In this tutorial, we demonstrate how to load a few pre-trained CNNs in MatConvNet and test a small data set through them. Specifically, we load GoogleNet, AlexNet and VGGNet-s.

First, clear your path and figures and set up MatConvNet

		  

% Clean up experimental workspace
clc, clear all, close all;
% Point to MatConvNet Setup File 
run ..\matconvnet-1.0-beta23\matlab\vl_setupnn                      

Next, download the pre-trained CNNs from the MatConvNet repository.

		  

%----------------------------------------------------------
% Download Pre-Trained CNNs
%   - AlexNet
%   - GoogleNet
%   - VGGNet
%----------------------------------------------------------

urlwrite(...-
  'http://www.vlfeat.org/matconvnet/models/imagenet-googlenet-dag.mat', ...                 % Download GoogleNet, DagNN version
  'GoogleNet-dag.mat');

urlwrite(...
  'http://www.vlfeat.org/matconvnet/models/imagenet-caffe-alex.mat', ...                    % Download MatConvNet Implementation of AlexNet, SimpleNN version
  'AlexNet.mat');

urlwrite(...
  'http://www.vlfeat.org/matconvnet/models/imagenet-vgg-s.mat', ...                         % Download MatConvNet Implementation of AlexNet, SimpleNN version
  'VGG_s.mat');                  

Now we can load the pre-trained CNN's. GoogleNet is a DagNN network while VGG-s and AlexNet are SimpleNN networks. We also acquire the normalization image size so that we know the spatial size of the data that these networks have each been trained over.

		  

%----------------------------------------------------------
% Load and setup Pre-Trained CNNs
%----------------------------------------------------------

netStruct1 = load('GoogleNet-dag.mat');                                                     % Load Google's GoogleNet
net1 = dagnn.DagNN.loadobj(netStruct1);                                                     % GoogleNet is DagNN format, build it as such                                         
d1_size = net1.meta.normalization.imageSize(:,[1 2]);

net2= load('VGG_s.mat');                                                                    % Load Microsoft's vggNet-101
net2 = vl_simplenn_tidy(net2) ;                                                             % AlexNet is SimpleNN format, build it as such
d2_size = net2.meta.normalization.imageSize(:,[1 2]);

net3 = load('AlexNet.mat');                                                                 % Load in AlexNet 
net3 = vl_simplenn_tidy(net3) ;                                                             % AlexNet is SimpleNN format, build it as such
d3_size = net3.meta.normalization.imageSize(:,[1 2]);                 

Now we can begin preparing the testing data. To do this we provide a relative path to where we are storing the testing data, and then read each sub-folder for the corresponding class names. Next we make a string array of the class names. It is to note that the strings() command started in matlab version 2016, so a equivalent version or higher will be needed for that command to run.
——
> Exercises:
• a. Give the file names under which the MatConvNet tutorial saves its downloaded pre-trained networks.
• b. Pick up the MatConvNet tutorial after its final sentence and carry on with the next step.

> Collected data:
——
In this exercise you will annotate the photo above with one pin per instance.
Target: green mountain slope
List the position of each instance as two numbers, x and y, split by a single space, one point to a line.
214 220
——
> Answers for this exercise:
• a. GoogleNet-dag.mat, AlexNet.mat, VGG_s.mat

• b.
%----------------------------------------------------------
% Load in Testing Data
%----------------------------------------------------------
    
results1 = {};                                                                              % GoogleNet Results, will contain all test data info for confusion matrix
results2 = {};                                                                              % vggNet-101 Results, will contain all test data info for confusion matrix
results3 = {};                                                                              % AlexNet Results, will contain all test data info for confusion matrix

class_locations = 'data/test_data/';                                                        % Test data classes are stored here
class_folders = dir([class_locations 'Class_*']);                                           % Gather all test data folders
types = strings(1, length(class_folders));                                                  % Initalize string array for folder names

for i = 1:length(class_folders)
   types(i) = class_folders(i).name;                                                        % Assign folder names
end
              

After all the class names have been stored, we start with the first class, and iterate through all N classes. We do this with a function called ChooseData().

		  

[data_folder, test_data, keywords] = ChooseData(types(k));                              % Specify Class type based on test data 
       

ChooseData is a function that will take in the current class name, and return the test_data from that class, the relative path to that class, and keywords that will help our CNN understand when it guesses correctly during the testing phase. This function will be called for each class name present in the string array constructed above.

		  

function [folder, test_data, keywords] = ChooseData(class)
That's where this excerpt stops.